INPUT FOR THIS TASK =
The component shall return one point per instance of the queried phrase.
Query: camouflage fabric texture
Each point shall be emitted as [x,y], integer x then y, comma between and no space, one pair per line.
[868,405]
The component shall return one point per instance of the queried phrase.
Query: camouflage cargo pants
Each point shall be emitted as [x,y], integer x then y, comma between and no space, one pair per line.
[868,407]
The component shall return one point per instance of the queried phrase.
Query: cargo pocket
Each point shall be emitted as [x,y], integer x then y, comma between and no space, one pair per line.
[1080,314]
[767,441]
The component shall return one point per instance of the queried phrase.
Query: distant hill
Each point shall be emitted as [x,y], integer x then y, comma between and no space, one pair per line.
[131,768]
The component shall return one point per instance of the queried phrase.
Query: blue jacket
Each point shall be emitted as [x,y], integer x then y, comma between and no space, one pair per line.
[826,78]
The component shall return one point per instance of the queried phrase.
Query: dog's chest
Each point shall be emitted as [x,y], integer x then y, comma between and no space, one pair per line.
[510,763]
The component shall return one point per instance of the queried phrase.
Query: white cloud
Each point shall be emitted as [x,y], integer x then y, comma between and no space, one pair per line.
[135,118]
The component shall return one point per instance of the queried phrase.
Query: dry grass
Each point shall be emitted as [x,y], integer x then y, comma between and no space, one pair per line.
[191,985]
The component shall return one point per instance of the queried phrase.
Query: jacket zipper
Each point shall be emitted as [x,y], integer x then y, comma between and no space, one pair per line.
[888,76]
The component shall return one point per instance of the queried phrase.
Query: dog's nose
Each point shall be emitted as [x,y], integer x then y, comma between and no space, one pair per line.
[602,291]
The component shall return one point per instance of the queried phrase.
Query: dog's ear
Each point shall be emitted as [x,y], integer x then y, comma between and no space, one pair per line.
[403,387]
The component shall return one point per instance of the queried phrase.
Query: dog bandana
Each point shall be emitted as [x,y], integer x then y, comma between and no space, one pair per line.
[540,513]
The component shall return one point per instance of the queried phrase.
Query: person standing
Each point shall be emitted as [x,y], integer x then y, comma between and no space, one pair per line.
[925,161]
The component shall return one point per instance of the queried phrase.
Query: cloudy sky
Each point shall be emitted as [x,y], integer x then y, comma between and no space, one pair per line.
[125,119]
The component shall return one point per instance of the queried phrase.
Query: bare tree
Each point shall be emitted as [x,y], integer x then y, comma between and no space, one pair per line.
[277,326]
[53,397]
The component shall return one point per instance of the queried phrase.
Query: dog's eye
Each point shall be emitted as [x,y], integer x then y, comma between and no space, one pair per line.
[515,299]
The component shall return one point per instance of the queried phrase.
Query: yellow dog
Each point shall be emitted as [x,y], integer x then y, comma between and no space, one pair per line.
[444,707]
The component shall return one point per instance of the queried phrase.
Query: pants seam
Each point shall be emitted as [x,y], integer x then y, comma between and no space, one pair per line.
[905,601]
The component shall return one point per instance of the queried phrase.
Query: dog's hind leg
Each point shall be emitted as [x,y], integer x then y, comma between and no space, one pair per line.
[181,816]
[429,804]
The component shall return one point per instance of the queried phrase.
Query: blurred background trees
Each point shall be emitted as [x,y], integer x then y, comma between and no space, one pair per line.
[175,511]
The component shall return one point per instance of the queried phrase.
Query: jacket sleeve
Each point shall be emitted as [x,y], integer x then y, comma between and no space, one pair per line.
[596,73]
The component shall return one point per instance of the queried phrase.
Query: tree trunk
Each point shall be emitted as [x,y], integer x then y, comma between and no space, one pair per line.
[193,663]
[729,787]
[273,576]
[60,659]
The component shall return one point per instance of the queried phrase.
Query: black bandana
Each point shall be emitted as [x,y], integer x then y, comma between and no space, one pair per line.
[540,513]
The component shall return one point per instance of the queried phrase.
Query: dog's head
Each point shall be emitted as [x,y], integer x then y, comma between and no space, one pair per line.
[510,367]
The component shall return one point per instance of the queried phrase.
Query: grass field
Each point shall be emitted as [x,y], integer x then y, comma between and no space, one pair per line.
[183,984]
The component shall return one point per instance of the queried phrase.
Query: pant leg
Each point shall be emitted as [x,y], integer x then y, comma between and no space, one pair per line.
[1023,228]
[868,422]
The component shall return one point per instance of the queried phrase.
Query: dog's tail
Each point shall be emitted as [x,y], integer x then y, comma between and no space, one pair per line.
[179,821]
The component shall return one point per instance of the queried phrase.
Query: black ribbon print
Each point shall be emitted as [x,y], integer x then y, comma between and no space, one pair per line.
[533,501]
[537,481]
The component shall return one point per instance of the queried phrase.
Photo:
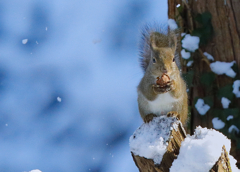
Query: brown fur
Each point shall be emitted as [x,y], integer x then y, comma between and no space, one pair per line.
[162,47]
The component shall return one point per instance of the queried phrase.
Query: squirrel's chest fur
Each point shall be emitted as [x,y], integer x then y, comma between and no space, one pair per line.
[163,104]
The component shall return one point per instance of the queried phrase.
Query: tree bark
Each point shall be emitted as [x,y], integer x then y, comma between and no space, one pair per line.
[223,163]
[224,46]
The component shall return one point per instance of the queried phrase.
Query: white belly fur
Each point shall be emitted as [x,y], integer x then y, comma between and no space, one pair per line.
[163,104]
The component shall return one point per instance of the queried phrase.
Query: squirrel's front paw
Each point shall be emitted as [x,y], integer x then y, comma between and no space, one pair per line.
[173,114]
[159,89]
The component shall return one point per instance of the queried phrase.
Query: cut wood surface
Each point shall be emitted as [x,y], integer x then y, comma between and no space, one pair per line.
[223,164]
[174,144]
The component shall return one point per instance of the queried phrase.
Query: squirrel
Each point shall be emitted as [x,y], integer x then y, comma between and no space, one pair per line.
[157,52]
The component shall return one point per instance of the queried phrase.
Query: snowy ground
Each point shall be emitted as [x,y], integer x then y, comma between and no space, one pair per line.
[68,76]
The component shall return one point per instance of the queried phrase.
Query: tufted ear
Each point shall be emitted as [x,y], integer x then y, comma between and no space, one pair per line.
[158,40]
[172,40]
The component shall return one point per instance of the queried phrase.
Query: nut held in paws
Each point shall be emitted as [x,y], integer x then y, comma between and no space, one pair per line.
[163,80]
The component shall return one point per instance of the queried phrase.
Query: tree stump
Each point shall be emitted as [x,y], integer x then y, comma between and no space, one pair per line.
[174,143]
[223,164]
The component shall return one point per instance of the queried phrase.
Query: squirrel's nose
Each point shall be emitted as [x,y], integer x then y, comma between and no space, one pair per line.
[164,70]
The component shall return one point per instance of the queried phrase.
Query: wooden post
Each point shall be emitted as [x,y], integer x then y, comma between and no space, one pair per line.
[174,144]
[176,136]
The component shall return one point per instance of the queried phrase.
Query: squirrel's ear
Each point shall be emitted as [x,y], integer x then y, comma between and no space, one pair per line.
[173,41]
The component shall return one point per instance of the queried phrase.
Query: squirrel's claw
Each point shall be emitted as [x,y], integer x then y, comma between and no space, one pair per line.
[173,114]
[161,89]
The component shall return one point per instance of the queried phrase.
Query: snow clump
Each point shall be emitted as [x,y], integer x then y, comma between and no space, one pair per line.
[201,107]
[209,56]
[217,123]
[201,151]
[150,139]
[225,102]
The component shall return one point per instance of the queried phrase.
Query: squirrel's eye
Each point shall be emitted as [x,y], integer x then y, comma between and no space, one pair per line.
[154,60]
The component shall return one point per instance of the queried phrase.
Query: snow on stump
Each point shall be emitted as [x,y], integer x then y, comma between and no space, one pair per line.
[162,146]
[223,163]
[156,144]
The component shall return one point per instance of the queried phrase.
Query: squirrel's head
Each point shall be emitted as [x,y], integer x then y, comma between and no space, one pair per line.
[163,49]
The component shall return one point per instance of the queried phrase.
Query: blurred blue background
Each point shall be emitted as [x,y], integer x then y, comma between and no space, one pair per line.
[68,98]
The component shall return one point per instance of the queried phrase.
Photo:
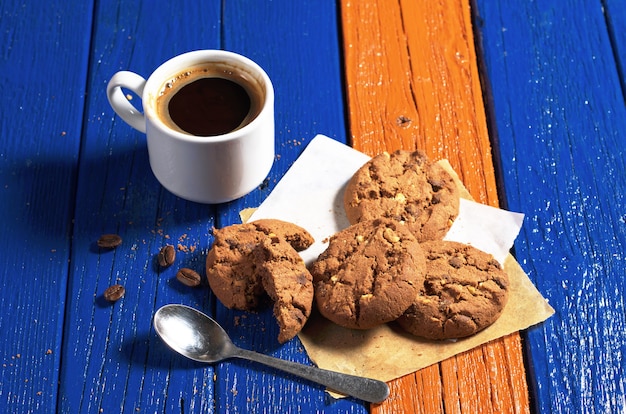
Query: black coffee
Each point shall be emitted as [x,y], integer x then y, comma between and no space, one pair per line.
[209,106]
[204,103]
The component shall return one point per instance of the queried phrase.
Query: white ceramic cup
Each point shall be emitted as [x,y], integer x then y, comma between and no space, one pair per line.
[212,169]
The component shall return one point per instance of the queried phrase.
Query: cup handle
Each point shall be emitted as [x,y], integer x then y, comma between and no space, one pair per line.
[120,104]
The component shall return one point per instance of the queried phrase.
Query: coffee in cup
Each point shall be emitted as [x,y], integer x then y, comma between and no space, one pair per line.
[209,100]
[209,121]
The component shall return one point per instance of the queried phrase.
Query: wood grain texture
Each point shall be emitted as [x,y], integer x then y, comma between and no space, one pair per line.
[301,53]
[117,357]
[559,108]
[413,82]
[43,73]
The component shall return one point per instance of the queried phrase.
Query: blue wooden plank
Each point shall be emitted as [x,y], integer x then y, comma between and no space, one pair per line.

BRIEF =
Lines before the one containing "Query: wood grain texture" are left out. Repeat that line and all lines after it in the records above exactly.

TASK OUTPUT =
Query: wood grain texture
Each point shall be emitted as [x,y], integer x then y, comma between and no space, one pair per line.
[301,53]
[117,357]
[559,108]
[413,82]
[43,73]
The component shall return one point per instance of the queried phrase.
Query: blue wooden plank
Each point shall be emitted as [x,y], integer x then y, comma between and no space, one pair per line.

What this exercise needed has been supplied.